10 Design Patterns every Software Architect and Software Engineer must know
Any business exists to solve a real human problem. It could be to increase speed, reduce cost, improve convenience, add pleasure to life or make the knowledge available at the fingertips. Technology often used to solve these business problems. But then why the design patterns are important? Typical challenges with IT system are Availability, Scalability, Resiliency, Data Management, Performance and Security. Before going into design patterns it is important to get clarity of these words.
Availability: Availability is the percentage of time system is up in a defined timeframe. A system can be down because of multiple reasons like software errors, network issues, load issues, DDos (Distributed Denial of Service) attacks and infrastructure hardware issues. Availability is measured as a percentage as below.

*Recorded information*.
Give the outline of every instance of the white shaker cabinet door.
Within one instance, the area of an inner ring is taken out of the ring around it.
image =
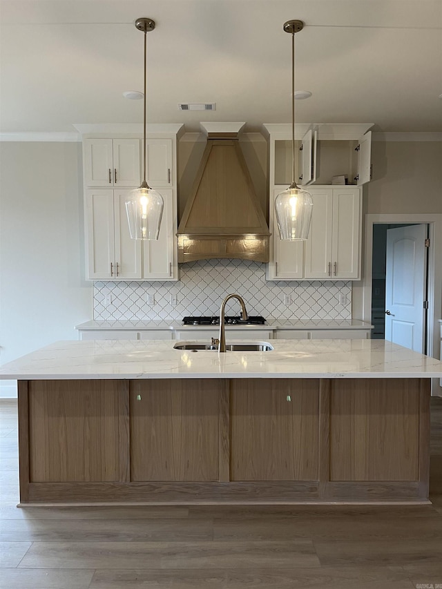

*What you have to do*.
Answer these questions about the design patterns article:
1. What typical challenges with IT systems does it name?
2. How does it define availability?
3. What reasons does it give for a system being down?

*Written response*.
1. Availability, Scalability, Resiliency, Data Management, Performance and Security.
2. Availability is the percentage of time a system is up in a defined timeframe.
3. Software errors, network issues, load issues, DDoS (Distributed Denial of Service) attacks and infrastructure hardware issues.